### Records shown
-*-*-

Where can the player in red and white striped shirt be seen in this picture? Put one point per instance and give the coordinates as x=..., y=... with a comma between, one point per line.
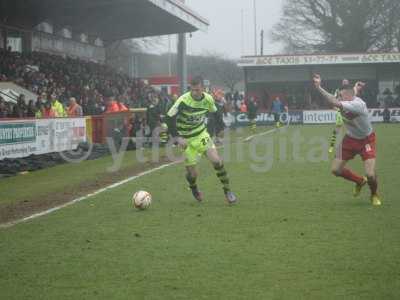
x=360, y=138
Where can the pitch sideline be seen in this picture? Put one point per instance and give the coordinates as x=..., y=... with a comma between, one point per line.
x=110, y=187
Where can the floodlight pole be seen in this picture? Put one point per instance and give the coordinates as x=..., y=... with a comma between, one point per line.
x=182, y=62
x=255, y=27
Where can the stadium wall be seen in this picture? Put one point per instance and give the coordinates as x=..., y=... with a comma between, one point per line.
x=25, y=137
x=306, y=117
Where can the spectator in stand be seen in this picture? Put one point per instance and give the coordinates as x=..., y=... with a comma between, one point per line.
x=112, y=105
x=31, y=109
x=19, y=110
x=57, y=107
x=48, y=111
x=74, y=109
x=39, y=109
x=3, y=108
x=122, y=107
x=243, y=107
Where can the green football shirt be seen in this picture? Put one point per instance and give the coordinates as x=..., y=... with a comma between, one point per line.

-*-*-

### Set exercise
Reproduce the entire listing above word for word, leaving out the pictures.

### Response to this exercise
Where can the player in red and white striped shirt be seen in this picture? Put one point per instance and give the coordinates as x=..., y=... with a comma between, one point per line.
x=360, y=138
Where can the pitch sideline be seen in this picture? Put one point per instance and give the coordinates as x=..., y=... with a comma between, one point per line.
x=110, y=187
Where can the floodlight pole be seen in this picture? Put one point per instance and give the coordinates as x=..., y=... with a comma between, one point per line.
x=182, y=62
x=255, y=27
Where can the stadium wall be seen in this picture? Put one point per instance and give the coordinates as x=..., y=... with a comma between, one point per line.
x=25, y=137
x=306, y=117
Where can the spectator in stand be seen in this picture? Put one point per instance and give the coordinates as x=..., y=... with a comma between, one point per line.
x=112, y=105
x=31, y=109
x=19, y=110
x=57, y=107
x=48, y=111
x=74, y=109
x=39, y=109
x=3, y=108
x=122, y=107
x=243, y=107
Where can the green football shirt be seen in this picture? Put one point per instance and give the coordinates as x=..., y=... with a comma between, one point per line.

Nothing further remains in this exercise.